Given passage:
For years, residents of a Tallahassee neighborhood have been raising a stink about overflowing septic tanks.
Residents in certain areas of Killearn Lakes Plantation are now getting some help with their septic tank problem, and there's a new faster way to get answers about the project.
Almost two years ago people were dealing with overflowing septic tanks almost every time it rained, but now things are changing for the better.
Brad Troutman says, "Unit one as you can see behind me here, our office building happens to be the first building in Killearn Lakes unit one to receive sanitary sewer."
The Leon County Commission has been working with homeowners to help them get connected to sanitary sewer lines, eliminating septic tanks all together, but first, new sewer lines have to be built.
Jennie Khoen, Leon County spokesperson, says, "It's a very involved project and we're going to ask residents to be patient as the county works to address this problem."

Parts of the exercise:
1: Write out the Killearn Lakes septic article exactly between "For years, residents" and "about the project.", inclusive.
2: In the Killearn Lakes septic article, why does the county ask residents to be patient?

Data:
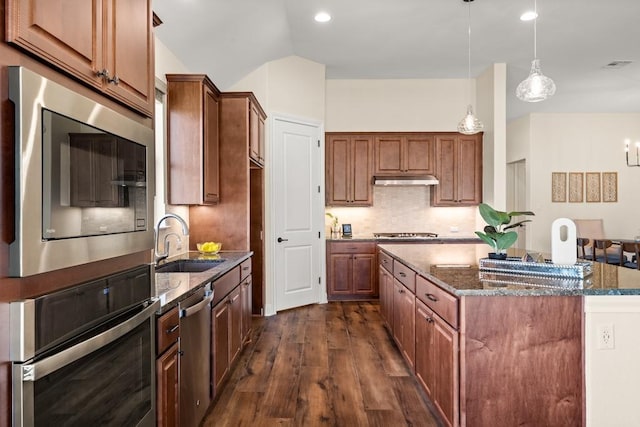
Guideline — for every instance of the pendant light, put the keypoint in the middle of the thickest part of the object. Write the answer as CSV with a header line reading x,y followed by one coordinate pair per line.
x,y
537,87
470,124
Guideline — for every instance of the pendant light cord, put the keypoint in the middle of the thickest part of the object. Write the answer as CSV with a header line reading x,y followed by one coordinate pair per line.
x,y
469,50
535,32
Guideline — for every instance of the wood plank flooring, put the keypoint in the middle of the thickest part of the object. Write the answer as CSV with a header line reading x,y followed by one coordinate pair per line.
x,y
322,365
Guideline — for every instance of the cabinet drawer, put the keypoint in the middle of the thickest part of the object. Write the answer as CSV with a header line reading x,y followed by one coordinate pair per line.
x,y
225,284
245,269
167,330
440,301
405,275
386,261
352,247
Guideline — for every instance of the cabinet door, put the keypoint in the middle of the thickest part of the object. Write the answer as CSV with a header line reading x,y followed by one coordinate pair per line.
x,y
246,296
220,323
211,149
404,321
417,156
338,170
459,170
128,47
361,164
445,192
261,141
66,33
340,274
469,164
235,326
446,392
364,267
385,283
256,134
167,395
425,363
388,155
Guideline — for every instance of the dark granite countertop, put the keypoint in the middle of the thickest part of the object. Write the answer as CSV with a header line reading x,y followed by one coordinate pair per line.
x,y
455,268
171,288
423,240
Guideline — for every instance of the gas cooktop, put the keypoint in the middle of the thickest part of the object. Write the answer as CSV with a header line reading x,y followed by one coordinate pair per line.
x,y
404,235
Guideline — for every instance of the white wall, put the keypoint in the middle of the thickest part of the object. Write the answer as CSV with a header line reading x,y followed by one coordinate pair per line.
x,y
577,143
612,376
491,110
395,105
291,86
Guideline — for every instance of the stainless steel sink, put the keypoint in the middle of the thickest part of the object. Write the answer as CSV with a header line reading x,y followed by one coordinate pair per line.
x,y
188,266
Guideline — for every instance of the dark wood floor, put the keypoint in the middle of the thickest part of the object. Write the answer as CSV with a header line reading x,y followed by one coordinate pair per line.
x,y
331,364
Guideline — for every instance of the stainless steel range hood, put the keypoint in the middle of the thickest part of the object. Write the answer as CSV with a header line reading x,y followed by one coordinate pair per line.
x,y
405,180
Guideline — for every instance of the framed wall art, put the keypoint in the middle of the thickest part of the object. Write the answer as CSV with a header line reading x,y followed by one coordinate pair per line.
x,y
558,187
609,187
576,187
592,183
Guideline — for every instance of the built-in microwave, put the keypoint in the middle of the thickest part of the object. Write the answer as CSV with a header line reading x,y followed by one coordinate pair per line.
x,y
83,178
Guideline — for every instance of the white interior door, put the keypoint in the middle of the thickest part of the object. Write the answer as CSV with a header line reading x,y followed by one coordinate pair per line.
x,y
298,214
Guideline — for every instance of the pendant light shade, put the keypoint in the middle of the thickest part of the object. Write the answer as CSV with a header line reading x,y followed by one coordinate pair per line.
x,y
469,124
537,87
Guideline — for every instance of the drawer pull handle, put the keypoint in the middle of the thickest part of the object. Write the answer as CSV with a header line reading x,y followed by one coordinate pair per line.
x,y
431,297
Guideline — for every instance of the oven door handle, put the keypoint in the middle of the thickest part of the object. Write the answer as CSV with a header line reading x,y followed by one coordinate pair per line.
x,y
42,368
204,302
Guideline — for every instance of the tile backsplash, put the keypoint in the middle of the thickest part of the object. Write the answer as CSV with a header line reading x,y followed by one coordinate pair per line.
x,y
406,209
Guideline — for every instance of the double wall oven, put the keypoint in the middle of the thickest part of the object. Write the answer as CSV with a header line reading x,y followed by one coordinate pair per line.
x,y
85,356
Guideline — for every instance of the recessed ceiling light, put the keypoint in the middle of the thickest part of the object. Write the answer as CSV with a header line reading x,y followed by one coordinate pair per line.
x,y
322,17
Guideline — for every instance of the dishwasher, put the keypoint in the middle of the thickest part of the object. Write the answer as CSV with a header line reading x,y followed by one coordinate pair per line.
x,y
195,356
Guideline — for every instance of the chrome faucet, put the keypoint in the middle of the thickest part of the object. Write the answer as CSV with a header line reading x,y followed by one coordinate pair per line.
x,y
185,231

Results by task:
1:
For years, residents of a Tallahassee neighborhood have been raising a stink about overflowing septic tanks.
Residents in certain areas of Killearn Lakes Plantation are now getting some help with their septic tank problem, and there's a new faster way to get answers about the project.

2: Leon County spokesperson Jennie Khoen says it is a very involved project. The county asks residents to be patient while it works to address the problem.